What the task requires
Write out word for word the stretch of the Goshen Township text from "Two villages are" through "Chester County, Pennsylvania.".

Study text
··········

Township in Ohio, US

Goshen Township is one of the sixteen townships of Belmont County, Ohio, United States. The 2020 census reported a population of 3,027 people in the township.

==Geography==
Located in the central part of the county, it borders the following townships:
- Union Township - north
- Richland Township - northeast
- Smith Township - east
- Wayne Township - south
- Somerset Township - southwest corner
- Warren Township - west
- Kirkwood Township - northwest

Two villages are located in Goshen Township: Belmont in the north, and Bethesda in the center.

==Name and history==
Goshen Township was settled about 1801 by settlers from Virginia, Pennsylvania and Ireland. These settlers probably named their new township after a Goshen Township in Chester County, Pennsylvania.

Goshen Township was described in 1833 as having several gristmills and saw mills, three or four fulling mills and carding machines.

It is one of seven Goshen Townships statewide.

==Government==
The township is governed by a three-member board of trustees, who are elected in November of odd-numbered years to a four-year term beginning on the following January 1. Two are elected in the year after the presidential election and one is elected in the year before it. There is also an elected township fiscal officer, who serves a four-year term beginning on April 1 of the year after the election, which is held in November of the year before the presidential election. Vacancies in the fiscal officership or on the board of trustees are filled by the remaining trustees.

··········

Region pointing data
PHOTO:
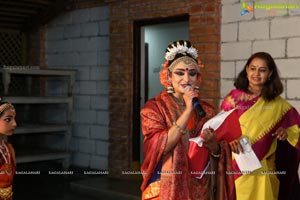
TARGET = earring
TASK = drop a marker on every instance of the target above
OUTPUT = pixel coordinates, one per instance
(170, 89)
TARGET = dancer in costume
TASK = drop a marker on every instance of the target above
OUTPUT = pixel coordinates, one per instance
(168, 121)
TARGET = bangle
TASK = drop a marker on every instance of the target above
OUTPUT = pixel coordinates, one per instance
(179, 128)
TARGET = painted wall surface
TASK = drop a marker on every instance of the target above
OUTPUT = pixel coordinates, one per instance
(266, 27)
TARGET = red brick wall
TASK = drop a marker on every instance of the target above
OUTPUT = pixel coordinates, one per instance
(204, 22)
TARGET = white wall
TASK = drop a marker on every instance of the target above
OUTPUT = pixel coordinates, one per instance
(80, 40)
(276, 31)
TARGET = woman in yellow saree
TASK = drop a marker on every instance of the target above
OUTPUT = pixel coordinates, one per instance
(271, 125)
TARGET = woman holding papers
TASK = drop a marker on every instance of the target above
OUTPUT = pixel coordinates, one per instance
(270, 125)
(168, 121)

··········

Output
Two villages are located in Goshen Township: Belmont in the north, and Bethesda in the center.

==Name and history==
Goshen Township was settled about 1801 by settlers from Virginia, Pennsylvania and Ireland. These settlers probably named their new township after a Goshen Township in Chester County, Pennsylvania.